Dataset rows
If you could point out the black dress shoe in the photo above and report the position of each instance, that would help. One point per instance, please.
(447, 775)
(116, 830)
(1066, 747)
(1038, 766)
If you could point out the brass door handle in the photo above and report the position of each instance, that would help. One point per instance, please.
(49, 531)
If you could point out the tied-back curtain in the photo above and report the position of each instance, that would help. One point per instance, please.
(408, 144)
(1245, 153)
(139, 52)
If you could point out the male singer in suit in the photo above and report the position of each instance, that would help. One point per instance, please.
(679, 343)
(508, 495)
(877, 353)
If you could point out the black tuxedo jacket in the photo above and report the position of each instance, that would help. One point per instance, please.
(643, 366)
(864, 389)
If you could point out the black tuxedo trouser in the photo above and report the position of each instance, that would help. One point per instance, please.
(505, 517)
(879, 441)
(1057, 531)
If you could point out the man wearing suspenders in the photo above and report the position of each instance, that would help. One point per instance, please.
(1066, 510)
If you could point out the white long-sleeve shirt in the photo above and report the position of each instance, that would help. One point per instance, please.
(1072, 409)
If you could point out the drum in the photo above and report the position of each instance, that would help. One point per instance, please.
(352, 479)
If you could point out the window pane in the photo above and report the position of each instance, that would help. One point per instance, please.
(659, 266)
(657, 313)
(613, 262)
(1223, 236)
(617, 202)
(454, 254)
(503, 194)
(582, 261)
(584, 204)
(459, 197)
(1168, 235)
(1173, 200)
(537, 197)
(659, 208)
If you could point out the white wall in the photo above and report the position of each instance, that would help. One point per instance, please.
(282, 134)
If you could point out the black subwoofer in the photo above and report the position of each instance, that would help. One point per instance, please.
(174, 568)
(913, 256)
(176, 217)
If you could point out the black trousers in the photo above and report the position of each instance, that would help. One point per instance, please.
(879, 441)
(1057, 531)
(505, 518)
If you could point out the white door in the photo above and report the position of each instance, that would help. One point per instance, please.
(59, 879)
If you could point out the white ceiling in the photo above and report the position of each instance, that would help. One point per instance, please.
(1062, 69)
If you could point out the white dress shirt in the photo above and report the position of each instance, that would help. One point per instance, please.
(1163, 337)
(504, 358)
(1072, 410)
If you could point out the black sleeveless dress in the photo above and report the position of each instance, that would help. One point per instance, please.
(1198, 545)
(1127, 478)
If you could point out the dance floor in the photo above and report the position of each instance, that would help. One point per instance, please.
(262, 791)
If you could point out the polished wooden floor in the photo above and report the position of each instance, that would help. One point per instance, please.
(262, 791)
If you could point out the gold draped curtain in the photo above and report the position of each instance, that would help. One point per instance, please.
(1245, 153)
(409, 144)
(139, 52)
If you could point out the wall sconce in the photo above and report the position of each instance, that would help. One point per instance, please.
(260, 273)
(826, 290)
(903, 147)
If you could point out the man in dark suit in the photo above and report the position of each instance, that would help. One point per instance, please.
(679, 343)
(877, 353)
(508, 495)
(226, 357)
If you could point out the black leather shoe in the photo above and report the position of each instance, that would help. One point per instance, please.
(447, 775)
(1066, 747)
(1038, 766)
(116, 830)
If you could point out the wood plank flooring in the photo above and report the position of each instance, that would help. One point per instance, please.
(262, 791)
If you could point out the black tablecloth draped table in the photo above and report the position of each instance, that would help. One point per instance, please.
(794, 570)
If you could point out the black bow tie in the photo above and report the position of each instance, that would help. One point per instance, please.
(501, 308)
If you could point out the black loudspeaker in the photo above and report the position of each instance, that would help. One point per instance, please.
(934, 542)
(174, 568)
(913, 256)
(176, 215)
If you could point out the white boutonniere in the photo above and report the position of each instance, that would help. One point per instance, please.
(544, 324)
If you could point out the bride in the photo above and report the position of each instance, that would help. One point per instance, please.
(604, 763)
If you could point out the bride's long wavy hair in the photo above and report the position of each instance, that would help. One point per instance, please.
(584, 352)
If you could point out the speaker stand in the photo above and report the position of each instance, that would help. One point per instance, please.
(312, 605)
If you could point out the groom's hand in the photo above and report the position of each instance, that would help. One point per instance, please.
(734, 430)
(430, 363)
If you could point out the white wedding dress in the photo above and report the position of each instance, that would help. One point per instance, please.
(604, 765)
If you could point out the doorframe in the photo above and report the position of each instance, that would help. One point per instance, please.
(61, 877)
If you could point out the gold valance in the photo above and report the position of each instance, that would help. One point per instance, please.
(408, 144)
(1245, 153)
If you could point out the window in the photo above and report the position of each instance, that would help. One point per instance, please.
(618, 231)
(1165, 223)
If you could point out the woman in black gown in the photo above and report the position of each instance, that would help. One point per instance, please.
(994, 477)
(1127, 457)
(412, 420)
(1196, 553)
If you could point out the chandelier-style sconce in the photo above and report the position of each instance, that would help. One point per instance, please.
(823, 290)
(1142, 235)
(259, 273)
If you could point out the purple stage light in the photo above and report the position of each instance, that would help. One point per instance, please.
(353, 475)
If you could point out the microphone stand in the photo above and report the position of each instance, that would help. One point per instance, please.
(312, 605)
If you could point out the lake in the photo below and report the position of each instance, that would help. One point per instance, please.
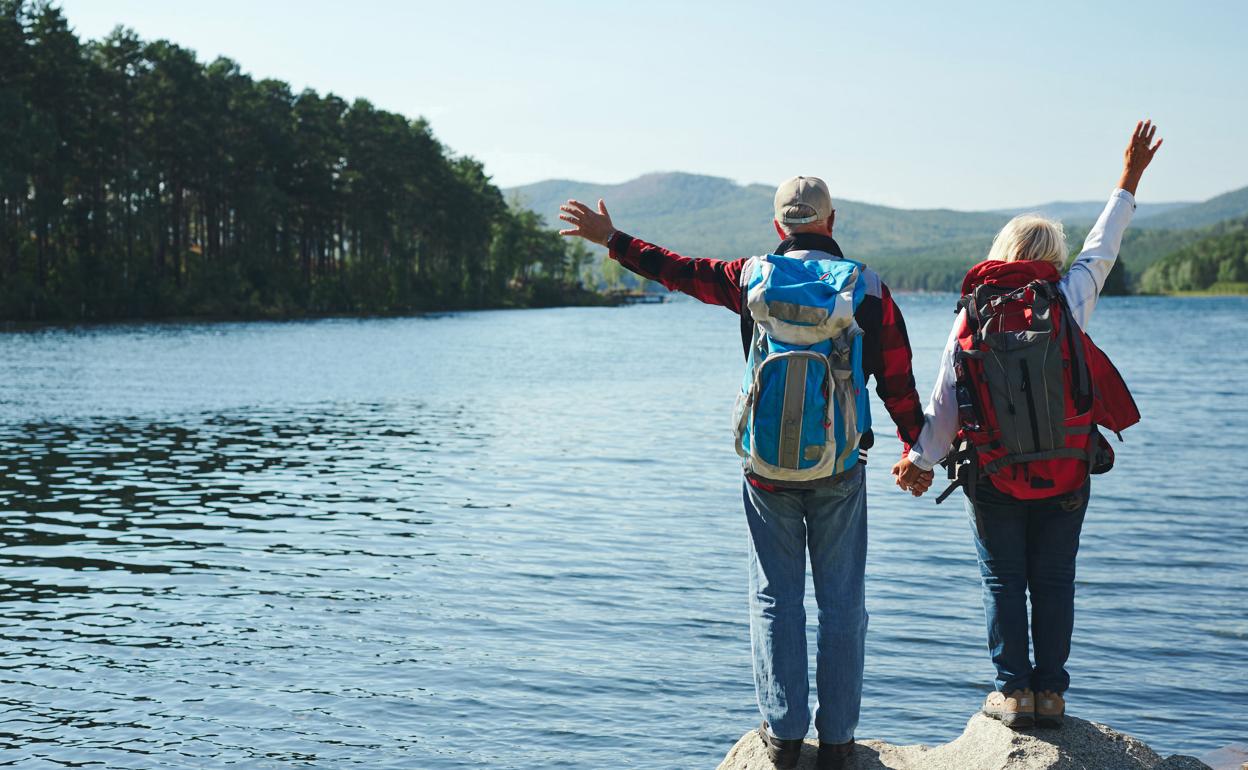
(514, 540)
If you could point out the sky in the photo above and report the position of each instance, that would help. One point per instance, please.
(959, 105)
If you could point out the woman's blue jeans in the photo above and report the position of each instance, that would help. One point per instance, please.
(831, 523)
(1028, 545)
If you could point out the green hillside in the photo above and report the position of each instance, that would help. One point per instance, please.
(1226, 206)
(715, 217)
(1217, 262)
(917, 250)
(1087, 211)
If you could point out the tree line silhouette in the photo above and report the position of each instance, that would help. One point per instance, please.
(136, 181)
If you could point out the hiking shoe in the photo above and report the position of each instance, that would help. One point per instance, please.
(783, 753)
(1050, 709)
(834, 756)
(1015, 709)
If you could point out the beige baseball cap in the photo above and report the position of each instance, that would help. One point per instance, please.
(803, 199)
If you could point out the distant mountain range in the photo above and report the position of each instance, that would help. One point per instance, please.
(920, 247)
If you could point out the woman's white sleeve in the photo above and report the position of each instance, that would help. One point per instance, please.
(1083, 282)
(940, 426)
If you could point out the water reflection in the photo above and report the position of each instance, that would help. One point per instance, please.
(267, 553)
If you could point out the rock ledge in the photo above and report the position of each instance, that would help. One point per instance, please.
(986, 744)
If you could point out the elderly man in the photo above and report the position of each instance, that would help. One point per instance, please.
(826, 516)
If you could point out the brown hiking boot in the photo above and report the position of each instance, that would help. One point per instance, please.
(1015, 709)
(1050, 709)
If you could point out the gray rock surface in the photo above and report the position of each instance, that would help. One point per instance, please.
(986, 744)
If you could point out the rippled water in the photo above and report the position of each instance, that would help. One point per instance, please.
(513, 539)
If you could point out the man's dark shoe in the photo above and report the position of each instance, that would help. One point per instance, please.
(834, 756)
(783, 753)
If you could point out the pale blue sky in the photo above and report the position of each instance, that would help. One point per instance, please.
(964, 105)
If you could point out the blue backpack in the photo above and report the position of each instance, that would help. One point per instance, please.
(803, 406)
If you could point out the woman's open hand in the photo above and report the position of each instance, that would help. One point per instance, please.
(1140, 152)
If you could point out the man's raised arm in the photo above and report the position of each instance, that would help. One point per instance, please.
(711, 281)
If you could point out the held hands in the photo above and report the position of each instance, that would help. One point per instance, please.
(1140, 152)
(585, 222)
(912, 478)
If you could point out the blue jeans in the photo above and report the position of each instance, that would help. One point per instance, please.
(1028, 545)
(831, 523)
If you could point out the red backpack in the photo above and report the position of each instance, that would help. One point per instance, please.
(1032, 387)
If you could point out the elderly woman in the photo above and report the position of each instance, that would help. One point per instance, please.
(1015, 389)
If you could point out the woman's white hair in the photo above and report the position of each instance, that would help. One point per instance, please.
(1030, 236)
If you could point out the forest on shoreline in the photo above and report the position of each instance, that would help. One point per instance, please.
(140, 182)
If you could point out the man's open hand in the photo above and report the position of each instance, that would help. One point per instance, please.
(585, 222)
(912, 478)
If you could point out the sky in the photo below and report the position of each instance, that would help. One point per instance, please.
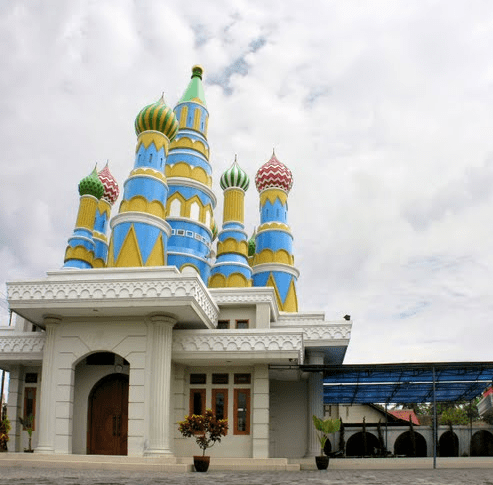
(383, 111)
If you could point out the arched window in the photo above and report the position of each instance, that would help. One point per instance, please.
(195, 211)
(175, 208)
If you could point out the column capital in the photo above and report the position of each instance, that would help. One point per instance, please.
(162, 319)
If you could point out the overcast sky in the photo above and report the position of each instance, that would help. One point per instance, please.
(382, 110)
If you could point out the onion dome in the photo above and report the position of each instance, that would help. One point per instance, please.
(91, 185)
(195, 90)
(234, 177)
(159, 117)
(274, 175)
(111, 189)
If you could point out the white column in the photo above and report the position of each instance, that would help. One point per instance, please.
(315, 403)
(160, 391)
(260, 411)
(46, 440)
(14, 408)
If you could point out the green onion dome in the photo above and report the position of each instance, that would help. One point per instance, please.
(159, 117)
(234, 177)
(91, 185)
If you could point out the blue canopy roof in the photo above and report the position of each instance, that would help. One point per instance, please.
(403, 383)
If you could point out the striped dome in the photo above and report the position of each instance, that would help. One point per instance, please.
(111, 189)
(159, 117)
(234, 177)
(91, 185)
(274, 175)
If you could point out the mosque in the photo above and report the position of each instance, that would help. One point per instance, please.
(157, 313)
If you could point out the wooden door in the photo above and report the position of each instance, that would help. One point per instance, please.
(107, 426)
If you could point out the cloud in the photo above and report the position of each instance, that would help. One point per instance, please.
(382, 111)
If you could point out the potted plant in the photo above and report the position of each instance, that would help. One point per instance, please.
(28, 425)
(207, 430)
(324, 427)
(4, 432)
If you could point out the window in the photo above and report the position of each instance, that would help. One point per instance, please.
(175, 208)
(197, 401)
(241, 324)
(241, 411)
(243, 378)
(219, 403)
(30, 403)
(220, 378)
(198, 378)
(195, 211)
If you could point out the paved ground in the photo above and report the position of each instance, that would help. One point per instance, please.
(37, 476)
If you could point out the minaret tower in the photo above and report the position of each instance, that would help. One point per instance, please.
(231, 268)
(273, 262)
(140, 231)
(190, 200)
(103, 212)
(80, 249)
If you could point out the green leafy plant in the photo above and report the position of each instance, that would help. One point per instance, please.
(5, 427)
(324, 428)
(205, 428)
(28, 425)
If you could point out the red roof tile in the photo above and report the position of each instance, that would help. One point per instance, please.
(404, 415)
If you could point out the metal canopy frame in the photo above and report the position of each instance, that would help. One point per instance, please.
(404, 383)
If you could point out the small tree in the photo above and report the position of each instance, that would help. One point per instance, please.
(205, 428)
(4, 430)
(325, 427)
(412, 436)
(28, 425)
(342, 441)
(382, 451)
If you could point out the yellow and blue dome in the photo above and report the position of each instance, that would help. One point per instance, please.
(158, 117)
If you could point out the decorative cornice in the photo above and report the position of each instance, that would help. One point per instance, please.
(194, 184)
(115, 292)
(241, 296)
(21, 344)
(239, 341)
(269, 267)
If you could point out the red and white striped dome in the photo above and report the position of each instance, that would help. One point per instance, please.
(111, 189)
(274, 175)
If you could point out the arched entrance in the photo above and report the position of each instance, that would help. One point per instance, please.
(404, 444)
(448, 444)
(362, 444)
(482, 443)
(107, 423)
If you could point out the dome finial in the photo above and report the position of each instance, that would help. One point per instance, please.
(197, 70)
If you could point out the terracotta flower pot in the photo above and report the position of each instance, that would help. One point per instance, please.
(322, 462)
(201, 463)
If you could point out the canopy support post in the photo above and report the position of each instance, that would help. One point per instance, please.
(434, 422)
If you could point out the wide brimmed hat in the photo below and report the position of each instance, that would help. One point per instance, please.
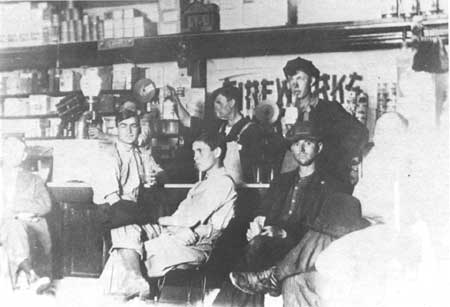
(303, 130)
(299, 63)
(339, 215)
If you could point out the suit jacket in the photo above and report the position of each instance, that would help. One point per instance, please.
(31, 195)
(315, 193)
(343, 138)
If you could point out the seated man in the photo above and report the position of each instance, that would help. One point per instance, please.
(293, 200)
(295, 275)
(25, 202)
(187, 236)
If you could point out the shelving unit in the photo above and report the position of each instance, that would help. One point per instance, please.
(61, 94)
(339, 36)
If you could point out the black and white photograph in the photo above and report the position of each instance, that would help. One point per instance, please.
(224, 153)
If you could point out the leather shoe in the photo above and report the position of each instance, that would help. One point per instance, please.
(256, 282)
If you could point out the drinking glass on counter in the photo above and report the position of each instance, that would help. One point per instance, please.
(151, 169)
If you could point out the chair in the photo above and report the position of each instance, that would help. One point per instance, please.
(194, 272)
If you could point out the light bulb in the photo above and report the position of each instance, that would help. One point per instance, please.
(91, 83)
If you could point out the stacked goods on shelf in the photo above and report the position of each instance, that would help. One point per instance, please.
(78, 27)
(386, 98)
(239, 14)
(123, 23)
(125, 76)
(169, 17)
(25, 24)
(409, 8)
(30, 106)
(23, 81)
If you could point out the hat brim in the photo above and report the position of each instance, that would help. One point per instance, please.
(292, 140)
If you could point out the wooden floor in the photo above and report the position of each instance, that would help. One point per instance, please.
(75, 292)
(85, 292)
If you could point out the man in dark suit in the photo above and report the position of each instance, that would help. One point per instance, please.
(293, 199)
(343, 136)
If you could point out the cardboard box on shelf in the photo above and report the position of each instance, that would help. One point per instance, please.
(118, 28)
(38, 104)
(144, 27)
(15, 107)
(131, 13)
(108, 28)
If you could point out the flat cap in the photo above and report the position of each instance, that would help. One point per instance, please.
(299, 63)
(303, 130)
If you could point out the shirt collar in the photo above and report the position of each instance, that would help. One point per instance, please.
(215, 172)
(123, 147)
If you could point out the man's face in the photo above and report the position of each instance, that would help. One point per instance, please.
(223, 107)
(305, 151)
(128, 130)
(300, 84)
(204, 157)
(13, 152)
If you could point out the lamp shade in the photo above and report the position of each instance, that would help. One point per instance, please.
(91, 83)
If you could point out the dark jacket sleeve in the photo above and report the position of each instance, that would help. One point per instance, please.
(122, 213)
(37, 202)
(353, 134)
(252, 142)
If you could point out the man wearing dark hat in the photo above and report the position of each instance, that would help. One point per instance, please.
(343, 135)
(295, 276)
(293, 200)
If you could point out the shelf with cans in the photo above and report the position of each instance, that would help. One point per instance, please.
(323, 37)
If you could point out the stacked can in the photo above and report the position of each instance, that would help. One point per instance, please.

▶ PROBLEM DESCRIPTION
Render everything from the line containing "If you could point out the cardboard" down to the end of the records as a JSON list of strings, with one string per line and blank lines left out.

▶ TASK OUTPUT
[
  "If you could point out the cardboard box on shelf in the photo above and report the position of each instance, that would help. One point per instance, please.",
  "(118, 28)",
  "(38, 104)",
  "(144, 27)",
  "(15, 107)",
  "(131, 13)",
  "(108, 28)",
  "If you could point out the flat cap in the photo above and report the position of each instance, that would help. One point per instance, please.",
  "(299, 63)",
  "(303, 130)",
  "If you could point out the shirt collar in the photo above and report the position of each instance, that would help. One point per instance, please.",
  "(215, 172)",
  "(123, 147)",
  "If you could point out the man's face in the photo above and report the position of each instance, that would help. One point per instance, please.",
  "(223, 107)",
  "(305, 151)",
  "(128, 130)",
  "(300, 84)",
  "(204, 157)",
  "(13, 152)",
  "If you could point out the lamp shade in the photo above and report the position of each instance, that would help. One point per instance, please.",
  "(91, 83)",
  "If you could point out the dark jacket sleeve in the photo above and report the position of each instance, that would help. One point per instance, please.",
  "(122, 213)",
  "(37, 202)",
  "(353, 134)",
  "(252, 142)",
  "If you could point out the man wearing dark hat in the photo above and report the position of each instance, that would help. One point per instance, please.",
  "(343, 135)",
  "(295, 276)",
  "(293, 200)",
  "If you could point out the shelf with cans in the photo above and report the position of each instance, that would help. One point per instance, please.",
  "(323, 37)",
  "If you could point out the stacked can in the photo above and report the position of each instance, that would help. One point per instance, please."
]